- Information supplied:
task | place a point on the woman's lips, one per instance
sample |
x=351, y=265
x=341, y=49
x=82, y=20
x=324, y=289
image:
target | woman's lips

---

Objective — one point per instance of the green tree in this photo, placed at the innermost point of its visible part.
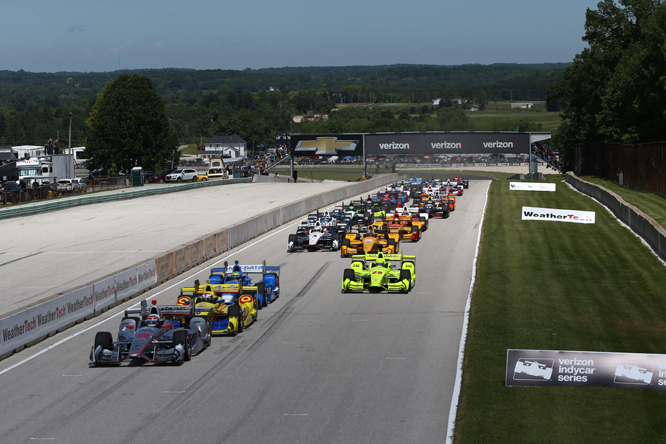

- Task to carry out:
From the records above, copy only the lines starting with the line that holds "x=351, y=265" and going on through the line that holds "target | woman's lips", exactly as written.

- Problem solution:
x=351, y=265
x=341, y=49
x=82, y=20
x=324, y=289
image:
target | woman's lips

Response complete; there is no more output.